*Consigna*
Continúa el pasaje sobre la dimensión metafísica de la realidad a partir de su última oración.

*Pasaje*
= = = = = = =
Dondequiera que el hombre descubra una referencia a lo absoluto y a lo trascendente, se le abre un resquicio de la dimensión metafísica de la realidad: en la verdad, en la belleza, en los valores morales, en las demás personas, en el ser mismo y en Dios. Un gran reto que tenemos al final de este milenio es el de saber realizar el paso, tan necesario como urgente, del fenómeno al fundamento. No es posible detenerse en la sola experiencia; incluso cuando ésta expresa y pone de manifiesto la interioridad del hombre y su espiritualidad, es necesario que la reflexión especulativa llegue hasta su naturaleza espiritual y el fundamento en que se apoya. Por lo cual, un pensamiento filosófico que rechazase cualquier apertura metafísica sería radicalmente inadecuado para desempeñar un papel de mediación en la comprensión de la Revelación.
= = = = = = =
*Extracto fuente*

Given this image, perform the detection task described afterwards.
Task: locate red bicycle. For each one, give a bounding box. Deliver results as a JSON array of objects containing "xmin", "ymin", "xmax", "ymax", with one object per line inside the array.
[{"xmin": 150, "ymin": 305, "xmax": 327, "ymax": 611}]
= = = = = = =
*Resultado esperado*
La palabra de Dios se refiere continuamente a lo que supera la experiencia e incluso el pensamiento del hombre; pero este «misterio» no podría ser revelado, ni la teología podría hacerlo inteligible de modo alguno, [102] si el conocimiento humano estuviera rigurosamente limitado al mundo de la experiencia sensible. Por lo cual, la metafísica es una mediación privilegiada en la búsqueda teológica. Una teología sin un horizonte metafísico no conseguiría ir más allá del análisis de la experiencia religiosa y no permitiría al intellectus fidei expresar con coherencia el valor universal y trascendente de la verdad revelada.

Si insisto tanto en el elemento metafísico es porque estoy convencido de que es el camino obligado para superar la situación de crisis que afecta hoy a grandes sectores de la filosofía y para corregir así algunos comportamientos erróneos difundidos en nuestra sociedad.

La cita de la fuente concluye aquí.